## Task directions
Copy every one of the records below line for line, without changing anything, but leave the pictures out of your answer.

[Data items]
##############################
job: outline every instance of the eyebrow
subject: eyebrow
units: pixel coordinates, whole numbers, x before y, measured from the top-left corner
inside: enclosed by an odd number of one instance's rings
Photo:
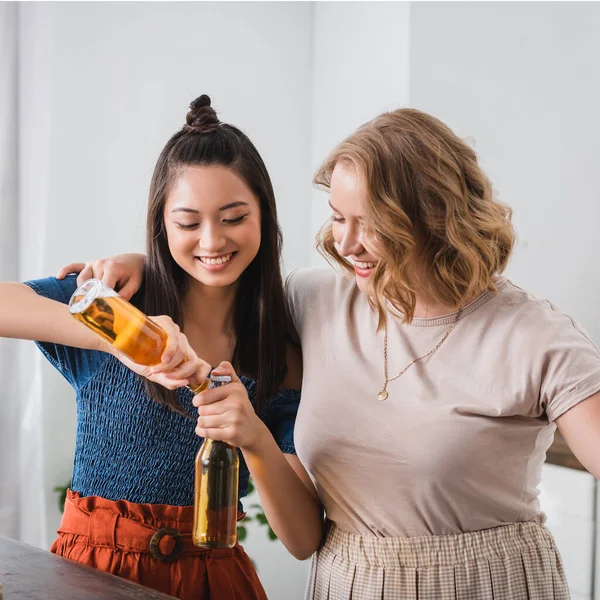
##############################
## Written solution
job: outline every instance of the eyebrow
subject: eyebrow
units: pixel coordinates, whole numbers, x before y, measured from the top-left corner
inside: enclosed by an odd number of one instance's rings
Photo:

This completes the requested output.